Shrimp culture in Indonesia has become more intensive because of its high demand and economic value as export commodity. However, since 1990, shrimp culture has been suffered from many diseases problems, especially luminescent vibriosis caused by Vibrio harveyi.  Indeed, antibiotics can prevent a mass mortality, however, the wide spread antibiotic applications have also resulted some disadvantages including the emergence of antibiotic resistant pathogens and the possibility of antibiotic residual in the final products. Therefore, alternate eco-friendly method , i.e probiotic bacteria application could be proposed to solve this problem. Because of no Vibrio-free larvae available, the molecular marker is used as a reporter gene to analyze the disease inhibition by probiotic bacteria. Moreover, rifampicin-resistant marker can be used as molecular marker because almost all bacteria isolated from shrimp larvae and hatchery environments are sensitive to rifampicin. As molecular gene marker, gfp provides several advantages such as sensitive, stable, non-toxic, and visible, and can be detected in single cells. This study was carried out to observe the ability of probiotic bacteria to inhibit the growth of pathogenic V. harveyi in shrimp larvae using rifampicin-resistant and gfp molecular markers.

[Phrase grounding data]
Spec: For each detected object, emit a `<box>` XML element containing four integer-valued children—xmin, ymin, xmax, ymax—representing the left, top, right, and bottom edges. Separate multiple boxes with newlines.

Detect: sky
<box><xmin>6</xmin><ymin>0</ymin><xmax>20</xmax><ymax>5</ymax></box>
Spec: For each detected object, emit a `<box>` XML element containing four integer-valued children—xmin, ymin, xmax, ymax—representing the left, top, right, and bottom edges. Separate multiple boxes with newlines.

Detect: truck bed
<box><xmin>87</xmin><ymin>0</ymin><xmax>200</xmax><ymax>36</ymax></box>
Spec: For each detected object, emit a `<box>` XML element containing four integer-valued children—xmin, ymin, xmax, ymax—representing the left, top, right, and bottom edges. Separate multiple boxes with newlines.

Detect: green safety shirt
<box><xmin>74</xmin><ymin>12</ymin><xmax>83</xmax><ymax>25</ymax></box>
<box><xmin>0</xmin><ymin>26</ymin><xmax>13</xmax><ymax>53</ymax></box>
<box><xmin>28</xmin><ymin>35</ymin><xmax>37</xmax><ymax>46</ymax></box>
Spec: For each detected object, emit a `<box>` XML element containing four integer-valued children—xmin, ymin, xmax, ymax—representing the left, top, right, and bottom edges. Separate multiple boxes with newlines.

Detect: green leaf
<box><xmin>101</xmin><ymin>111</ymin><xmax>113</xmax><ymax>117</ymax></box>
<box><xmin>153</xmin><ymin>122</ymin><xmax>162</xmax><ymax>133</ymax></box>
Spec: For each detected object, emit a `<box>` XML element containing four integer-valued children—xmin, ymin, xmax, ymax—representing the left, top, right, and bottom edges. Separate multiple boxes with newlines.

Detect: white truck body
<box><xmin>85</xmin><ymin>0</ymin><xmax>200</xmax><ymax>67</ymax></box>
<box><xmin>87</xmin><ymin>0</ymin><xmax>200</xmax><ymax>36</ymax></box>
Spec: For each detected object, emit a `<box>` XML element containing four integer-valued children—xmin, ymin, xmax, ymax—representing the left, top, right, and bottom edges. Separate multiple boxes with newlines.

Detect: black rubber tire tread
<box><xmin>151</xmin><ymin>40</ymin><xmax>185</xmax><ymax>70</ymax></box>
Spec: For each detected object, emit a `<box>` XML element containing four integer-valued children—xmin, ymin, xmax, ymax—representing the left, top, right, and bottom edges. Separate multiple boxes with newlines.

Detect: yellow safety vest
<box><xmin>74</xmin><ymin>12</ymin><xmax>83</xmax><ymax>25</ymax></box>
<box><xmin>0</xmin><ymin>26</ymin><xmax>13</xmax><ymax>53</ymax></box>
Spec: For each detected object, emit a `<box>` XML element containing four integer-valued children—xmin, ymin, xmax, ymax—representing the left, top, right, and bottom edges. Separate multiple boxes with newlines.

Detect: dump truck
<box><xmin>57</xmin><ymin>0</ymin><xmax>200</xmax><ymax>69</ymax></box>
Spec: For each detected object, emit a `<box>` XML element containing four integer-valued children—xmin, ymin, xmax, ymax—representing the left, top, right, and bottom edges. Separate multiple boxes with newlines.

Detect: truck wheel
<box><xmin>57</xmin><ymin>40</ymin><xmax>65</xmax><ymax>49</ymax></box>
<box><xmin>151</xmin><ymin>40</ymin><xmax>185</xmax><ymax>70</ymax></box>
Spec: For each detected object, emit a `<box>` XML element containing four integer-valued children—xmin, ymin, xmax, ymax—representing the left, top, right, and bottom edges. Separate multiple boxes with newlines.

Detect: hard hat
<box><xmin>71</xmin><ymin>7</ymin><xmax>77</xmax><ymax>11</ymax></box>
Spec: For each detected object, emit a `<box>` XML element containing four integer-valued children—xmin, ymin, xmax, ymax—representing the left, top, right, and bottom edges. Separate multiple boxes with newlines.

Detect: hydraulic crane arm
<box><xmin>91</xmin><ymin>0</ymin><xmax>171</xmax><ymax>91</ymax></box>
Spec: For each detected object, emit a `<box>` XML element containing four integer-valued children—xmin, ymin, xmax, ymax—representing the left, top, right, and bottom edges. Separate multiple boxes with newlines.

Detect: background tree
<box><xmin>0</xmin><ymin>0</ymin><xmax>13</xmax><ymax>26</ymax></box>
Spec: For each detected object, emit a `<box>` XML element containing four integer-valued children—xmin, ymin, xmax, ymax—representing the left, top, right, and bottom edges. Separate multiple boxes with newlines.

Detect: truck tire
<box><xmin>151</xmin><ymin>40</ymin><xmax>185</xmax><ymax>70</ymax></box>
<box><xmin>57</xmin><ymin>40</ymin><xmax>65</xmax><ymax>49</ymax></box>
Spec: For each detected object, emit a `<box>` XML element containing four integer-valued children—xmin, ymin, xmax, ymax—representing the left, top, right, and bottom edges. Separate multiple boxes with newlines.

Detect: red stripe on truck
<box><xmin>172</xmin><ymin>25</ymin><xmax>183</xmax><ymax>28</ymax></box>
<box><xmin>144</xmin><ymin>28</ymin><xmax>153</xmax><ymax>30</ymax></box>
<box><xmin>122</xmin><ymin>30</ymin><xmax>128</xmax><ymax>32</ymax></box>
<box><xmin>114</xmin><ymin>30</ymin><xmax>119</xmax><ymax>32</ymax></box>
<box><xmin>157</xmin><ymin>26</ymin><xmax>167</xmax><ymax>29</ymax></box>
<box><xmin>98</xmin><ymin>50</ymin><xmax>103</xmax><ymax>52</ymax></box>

Check your understanding
1. According to the text on shrimp culture in Indonesia, what causes luminescent vibriosis?
2. Carry on the text on shrimp culture in Indonesia from its last sentence.

Task answers
1. Vibrio harveyi.

2.
Probiotic bacteria used in this study was Vibrio alginolyticus SKT-b which marked by rifampicin-resistant marker (SKT-bRf-R). The pathogenic bacteria used in this study was V. harveyi G3 which marked by rifampicin-resistant marker (G3Rf-R) and gfp (G3gfp). The larvae were reared in three treatments; negative control (without administration of SKT-bRf-R and G3Rf-R), positive control (with administration of G3 Rf-R or G3gfp), and probiotic treatment (with administration of SKT-bRf-R and G3Rf-R or G3gfp). Parameters monitoring was done daily for 5 days including probiotic population, V. harveyi population, and survival rate of shrimp larvae.

The survival of larvae in negative control, positive control, and probiotic treatment were 85.0%, 36.7% and 75.0%, respectively. The administration of SKT-b into V. harveyi G3 treated larvae could increase the survival  of shrimp larvae. Recombinant V. harveyi harboring gfp (G3gfp) showed green-fluorescent cells and could be observed inside the digestive tract of shrimp larvae.  The V. harveyi population in treated SKT-b probiotic shrimp larvae was lower than that without probiotic (Fig. 1), demonstrating possible competition for adherence sites or nutrition between V. harveyi and SKT-b.